- QUESTIONS -
A: Judge each of the following statements against the character analysis of Ceremony, and answer yes or no, quoting the deciding words of that analysis: (i) Tayo's father was a white man who worked on the highway; (ii) Rocky dies fighting on Okinawa; (iii) Josiah follows the extension agent's advice in choosing his cattle.
B: Extend the character analysis of Ceremony beyond its final sentence, carrying it forward in the same manner.

- SOURCE PASSAGE -
Ceremony: Analysis of Major Characters

Author: Leslie Marmon Silko

First published: 1977

Genre: Novel

Locale: Laguna Pueblo, New Mexico

Plot: Social realism

Time: The post-World War II era

Tayo, the protagonist, a half-breed whose mother was a disgrace to the community and whose father was a white man who worked on the highway. After he is orphaned, he is taken in by his aunt, uncles, and grandmother and is reared with his cousin Rocky. Tayo is reminded constantly of his separate status, of his not really belonging. Surviving the war in the Pacific, Tayo returns to the United States, first to a veterans' hospital and finally to the reservation to embark on his journey of healing.

Rocky, Tayo's all-American cousin. A high school football star, he has plans for college. His life will demonstrate to white people that Indians are not unambitious failures. First, though, he will prove himself—and his patriotism—by serving in the war. Alongside Tayo, he fights the Japanese in the Philippines, only to die in the jungle rain.

Auntie, a strict Catholic who has capitulated to the dominant Western culture. She passes those same values to her son, Rocky. Her sister, an alcoholic who slept with white men and preferred the bars of Gallup to the reservation, left Tayo to remind her of the family's shame. Auntie never allows Tayo to forget his mother's disgrace and seems even more unforgiving when Tayo returns from the war and her son does not.

Josiah, Auntie's brother and Tayo's uncle, an important presence in Tayo's life. A rancher, Josiah searches for the perfect breed of cattle to raise in the hard, dry terrain of New Mexico. Rejecting Rocky's confidence in the extension agent, with his books and scientific knowledge, Josiah chooses the Mexican spotted cattle that know how to survive.

- GIVEN RECORDS -
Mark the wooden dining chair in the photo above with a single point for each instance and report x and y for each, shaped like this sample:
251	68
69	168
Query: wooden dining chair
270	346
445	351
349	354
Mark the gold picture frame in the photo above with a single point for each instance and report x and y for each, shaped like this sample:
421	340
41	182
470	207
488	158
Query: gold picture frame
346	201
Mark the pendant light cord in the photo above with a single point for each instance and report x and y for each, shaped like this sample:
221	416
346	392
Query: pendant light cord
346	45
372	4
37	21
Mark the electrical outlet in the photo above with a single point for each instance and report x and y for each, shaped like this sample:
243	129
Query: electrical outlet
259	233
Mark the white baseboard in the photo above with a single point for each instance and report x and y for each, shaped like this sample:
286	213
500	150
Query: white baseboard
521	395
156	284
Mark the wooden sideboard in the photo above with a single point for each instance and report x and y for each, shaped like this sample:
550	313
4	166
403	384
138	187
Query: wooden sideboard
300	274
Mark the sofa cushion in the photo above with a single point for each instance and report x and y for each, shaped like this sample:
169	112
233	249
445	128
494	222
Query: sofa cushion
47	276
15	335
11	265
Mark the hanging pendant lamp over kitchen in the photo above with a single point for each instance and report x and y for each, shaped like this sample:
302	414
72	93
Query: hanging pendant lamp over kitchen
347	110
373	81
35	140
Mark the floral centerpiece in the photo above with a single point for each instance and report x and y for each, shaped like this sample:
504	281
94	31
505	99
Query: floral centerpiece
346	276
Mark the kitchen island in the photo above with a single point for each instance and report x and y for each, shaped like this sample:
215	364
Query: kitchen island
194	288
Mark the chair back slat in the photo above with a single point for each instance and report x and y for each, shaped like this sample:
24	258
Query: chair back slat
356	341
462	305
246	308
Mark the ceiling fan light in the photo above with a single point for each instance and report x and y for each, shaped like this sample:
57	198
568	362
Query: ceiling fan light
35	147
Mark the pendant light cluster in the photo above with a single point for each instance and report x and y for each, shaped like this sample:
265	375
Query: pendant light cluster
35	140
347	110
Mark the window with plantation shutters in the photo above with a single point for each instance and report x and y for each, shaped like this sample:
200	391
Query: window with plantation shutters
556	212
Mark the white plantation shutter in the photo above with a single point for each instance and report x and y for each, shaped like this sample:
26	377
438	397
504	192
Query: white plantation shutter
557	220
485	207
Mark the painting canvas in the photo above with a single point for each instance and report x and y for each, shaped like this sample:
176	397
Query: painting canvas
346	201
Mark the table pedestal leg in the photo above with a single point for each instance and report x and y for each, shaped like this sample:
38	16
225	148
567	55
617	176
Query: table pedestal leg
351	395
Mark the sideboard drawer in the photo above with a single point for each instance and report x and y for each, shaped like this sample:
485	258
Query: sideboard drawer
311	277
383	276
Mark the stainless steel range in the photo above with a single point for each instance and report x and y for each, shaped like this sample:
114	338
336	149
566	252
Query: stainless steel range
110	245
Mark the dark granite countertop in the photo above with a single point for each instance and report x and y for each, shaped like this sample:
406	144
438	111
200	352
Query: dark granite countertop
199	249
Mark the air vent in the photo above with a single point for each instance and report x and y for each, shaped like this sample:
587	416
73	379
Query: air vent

- ANSWERS PROVIDED -
A:
(i) Yes: "whose father was a white man who worked on the highway."
(ii) No: "Alongside Tayo, he fights the Japanese in the Philippines, only to die in the jungle rain."
(iii) No: "Rejecting Rocky's confidence in the extension agent, with his books and scientific knowledge, Josiah chooses the Mexican spotted cattle that know how to survive."

B:
Betonie, a spiritual healer, a half-breed medicine man to whose hogan Tayo is brought when Western doctors and the local medicine man can do nothing to heal him. Surrounded by telephone books from every city he has ever visited, by years of Santa Fe Railroad calendars, and by bags of herbs, bones, sticks, and whatever else may provide wisdom and magic, Betonie initiates the ceremony that Tayo must complete to find his spiritual health.

Night Swan, the aging mixed-breed Mexican dancer with whom Josiah has a relationship. The mysterious woman's green eyes, dancing, and sexuality first provide Josiah with needed companionship and later propel Tayo in his journey of self-discovery.

Ts'eh, another mysterious woman Tayo meets in his journey/ceremony as he searches for the spotted cattle. She knows about plants, berries, sticks, rocks, and the skies. She helps Tayo find the cattle and find himself.

Robert, Auntie's quiet husband, whose silence is supportive and reassuring to Tayo.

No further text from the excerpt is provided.